## Task objective
Quote every line of the data below as it stands, omitting pictures.

## Data listing

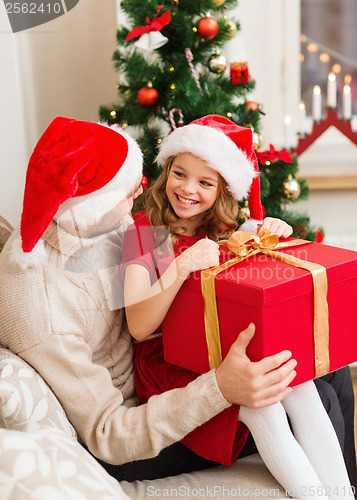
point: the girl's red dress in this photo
(222, 438)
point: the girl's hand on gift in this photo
(251, 384)
(203, 254)
(277, 226)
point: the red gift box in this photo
(279, 299)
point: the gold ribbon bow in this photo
(244, 245)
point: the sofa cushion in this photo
(26, 401)
(49, 465)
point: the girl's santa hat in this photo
(75, 163)
(228, 149)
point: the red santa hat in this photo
(76, 159)
(225, 147)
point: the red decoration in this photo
(144, 182)
(207, 27)
(148, 96)
(156, 24)
(331, 120)
(319, 236)
(273, 154)
(252, 105)
(239, 73)
(268, 288)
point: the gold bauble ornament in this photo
(217, 63)
(258, 140)
(232, 29)
(291, 188)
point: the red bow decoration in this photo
(156, 24)
(273, 154)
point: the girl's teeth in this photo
(186, 202)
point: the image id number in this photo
(32, 8)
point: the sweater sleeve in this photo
(111, 431)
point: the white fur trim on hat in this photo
(25, 260)
(217, 150)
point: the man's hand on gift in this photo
(251, 384)
(276, 226)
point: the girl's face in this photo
(191, 187)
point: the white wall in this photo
(60, 68)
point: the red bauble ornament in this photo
(144, 182)
(207, 27)
(147, 96)
(239, 73)
(252, 105)
(319, 236)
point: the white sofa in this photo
(41, 458)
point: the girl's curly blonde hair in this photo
(219, 221)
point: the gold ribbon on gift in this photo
(244, 245)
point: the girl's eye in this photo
(179, 174)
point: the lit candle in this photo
(302, 118)
(316, 104)
(347, 102)
(288, 133)
(332, 91)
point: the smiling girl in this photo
(207, 166)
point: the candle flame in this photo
(317, 90)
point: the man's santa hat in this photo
(76, 163)
(228, 149)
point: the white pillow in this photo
(49, 465)
(26, 401)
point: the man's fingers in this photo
(245, 337)
(273, 393)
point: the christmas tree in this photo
(172, 71)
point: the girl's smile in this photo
(191, 187)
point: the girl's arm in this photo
(146, 305)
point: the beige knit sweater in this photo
(56, 317)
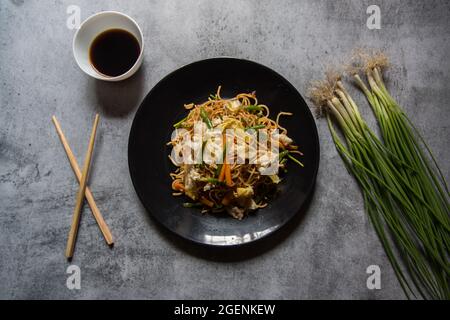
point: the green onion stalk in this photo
(431, 195)
(394, 206)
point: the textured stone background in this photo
(325, 255)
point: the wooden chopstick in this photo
(89, 197)
(81, 192)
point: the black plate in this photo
(152, 128)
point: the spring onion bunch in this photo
(406, 201)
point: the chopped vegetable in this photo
(259, 126)
(228, 179)
(207, 202)
(205, 118)
(180, 123)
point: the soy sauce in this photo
(114, 52)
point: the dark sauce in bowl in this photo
(114, 52)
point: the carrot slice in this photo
(228, 180)
(227, 199)
(207, 202)
(177, 185)
(222, 173)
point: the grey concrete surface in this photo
(324, 256)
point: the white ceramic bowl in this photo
(91, 28)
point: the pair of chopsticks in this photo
(83, 191)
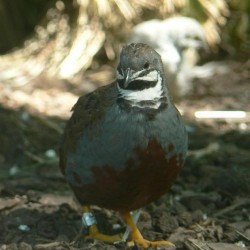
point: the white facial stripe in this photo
(152, 76)
(150, 94)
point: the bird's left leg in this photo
(138, 238)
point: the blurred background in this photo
(51, 52)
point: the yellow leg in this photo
(138, 238)
(94, 232)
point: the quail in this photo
(178, 40)
(125, 143)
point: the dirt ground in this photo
(208, 207)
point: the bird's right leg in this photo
(90, 224)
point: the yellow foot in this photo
(137, 237)
(93, 232)
(145, 244)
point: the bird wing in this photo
(88, 109)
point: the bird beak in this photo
(128, 75)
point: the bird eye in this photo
(146, 65)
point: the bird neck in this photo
(152, 98)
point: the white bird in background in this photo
(178, 41)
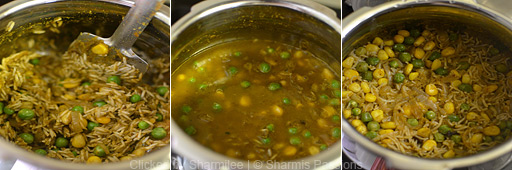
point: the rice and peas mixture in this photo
(74, 108)
(432, 93)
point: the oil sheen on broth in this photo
(258, 100)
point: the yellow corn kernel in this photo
(471, 116)
(448, 51)
(429, 145)
(388, 125)
(372, 48)
(404, 33)
(431, 89)
(408, 69)
(389, 43)
(419, 53)
(399, 39)
(492, 130)
(456, 83)
(419, 41)
(362, 129)
(477, 87)
(385, 131)
(413, 75)
(429, 46)
(348, 62)
(432, 98)
(351, 74)
(382, 81)
(365, 87)
(436, 64)
(466, 78)
(378, 73)
(491, 88)
(476, 138)
(347, 113)
(423, 132)
(382, 55)
(389, 51)
(377, 41)
(370, 97)
(357, 122)
(377, 115)
(449, 154)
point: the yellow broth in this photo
(260, 121)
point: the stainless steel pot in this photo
(38, 19)
(299, 23)
(489, 18)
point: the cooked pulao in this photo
(76, 108)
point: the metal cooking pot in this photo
(489, 18)
(299, 23)
(38, 19)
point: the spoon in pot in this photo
(120, 43)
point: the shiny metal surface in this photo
(367, 22)
(78, 16)
(299, 23)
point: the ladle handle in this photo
(137, 18)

## Solved problem
point: the girl's red dress in this photo
(222, 438)
point: the girl's hand on gift in this photo
(251, 384)
(203, 254)
(277, 226)
point: the red gift box in this photo
(279, 299)
point: the gold ribbon bow in this photo
(244, 245)
point: the sofa cushion in this photo
(26, 401)
(49, 465)
point: the girl's santa hat in this photo
(75, 163)
(228, 149)
point: the red santa hat in this photo
(76, 159)
(225, 147)
point: the red decoration in this photo
(144, 182)
(207, 27)
(148, 96)
(156, 24)
(331, 120)
(319, 236)
(273, 154)
(252, 105)
(239, 73)
(268, 288)
point: the gold bauble ornament in this photo
(217, 63)
(258, 140)
(232, 29)
(291, 188)
point: the red bow decoration in this photo
(156, 24)
(273, 154)
point: the girl's teeth in this photo
(186, 202)
point: the image id number in this photo
(32, 8)
point: the sweater sleeve in this photo
(111, 431)
point: the white fur trim on hat in this photo
(25, 260)
(217, 150)
point: the man's hand on gift in this photo
(251, 384)
(276, 226)
point: the girl's face in this photo
(191, 187)
point: the white wall in this photo
(60, 68)
point: the red bauble ornament in this photo
(144, 182)
(207, 27)
(147, 96)
(239, 73)
(252, 105)
(319, 236)
point: the white sofa in this photo
(41, 458)
point: the girl's curly blonde hair in this photo
(219, 221)
point: the gold ribbon on gift in this photo
(244, 245)
point: the girl's eye in this photo
(179, 174)
point: the lit candle in this photo
(302, 118)
(316, 104)
(347, 102)
(288, 133)
(332, 91)
point: the smiling girl in this photo
(207, 166)
point: the candle flame in this photo
(317, 90)
point: the man's santa hat in this photo
(76, 163)
(228, 149)
point: the white pillow in this photo
(49, 465)
(26, 401)
point: the man's fingers in this photo
(245, 337)
(273, 393)
point: the christmas tree in this photo
(172, 71)
point: the girl's smile in this photo
(191, 187)
point: the girl's arm in this photo
(146, 305)
point: the beige knit sweater in this photo
(56, 317)
point: the green onion stalk in this photo
(431, 195)
(394, 206)
point: the textured stone background in this photo
(325, 255)
point: the wooden chopstick in this photo
(89, 197)
(81, 192)
point: the black plate in this photo
(152, 128)
point: the spring onion bunch in this photo
(406, 201)
point: the chopped vegetable in this photo
(259, 126)
(228, 179)
(207, 202)
(205, 118)
(180, 123)
point: the soy sauce in this photo
(114, 52)
point: the dark sauce in bowl in this photo
(114, 52)
point: the carrot slice in this photo
(228, 180)
(227, 199)
(207, 202)
(177, 185)
(222, 173)
point: the grey concrete surface in this photo
(324, 256)
point: the white ceramic bowl in this photo
(91, 28)
point: the pair of chopsticks in this photo
(83, 191)
point: the white facial stripe in this photo
(152, 76)
(150, 94)
point: the bird's left leg in this photo
(138, 238)
point: the blurred background in this photo
(51, 52)
point: the yellow leg in this photo
(138, 238)
(94, 232)
point: the quail in this photo
(178, 40)
(125, 143)
point: the dirt ground in this photo
(208, 207)
point: the bird's right leg in this photo
(90, 224)
point: the yellow foot in this photo
(137, 237)
(93, 232)
(145, 244)
point: the bird wing in this photo
(88, 109)
point: the bird beak in this photo
(128, 75)
point: the bird eye in this photo
(146, 65)
point: the bird neck in this photo
(152, 98)
point: the white bird in background in this photo
(178, 41)
point: the rice and peas mixture in this photo
(74, 108)
(432, 93)
point: the oil sheen on broth in this photo
(258, 100)
point: the yellow corn kernel in this photo
(471, 116)
(448, 51)
(429, 145)
(388, 125)
(372, 48)
(404, 33)
(431, 89)
(408, 69)
(389, 43)
(419, 53)
(399, 39)
(492, 130)
(456, 83)
(419, 41)
(362, 129)
(477, 87)
(385, 131)
(413, 75)
(429, 46)
(348, 62)
(432, 98)
(351, 74)
(382, 81)
(365, 87)
(436, 64)
(466, 78)
(378, 73)
(491, 88)
(476, 138)
(347, 113)
(423, 132)
(382, 55)
(389, 51)
(377, 41)
(370, 97)
(357, 122)
(377, 115)
(449, 154)
point: the yellow broth in this photo
(260, 121)
point: the stainless steel pot in this photo
(38, 19)
(299, 23)
(489, 18)
point: the cooked pulao in this photo
(76, 108)
point: the metal cooking pot in this photo
(489, 18)
(299, 23)
(38, 19)
point: the spoon in pot in this photo
(120, 43)
point: the shiny metal surface in this photo
(367, 22)
(78, 16)
(299, 23)
point: the ladle handle in this photo
(137, 18)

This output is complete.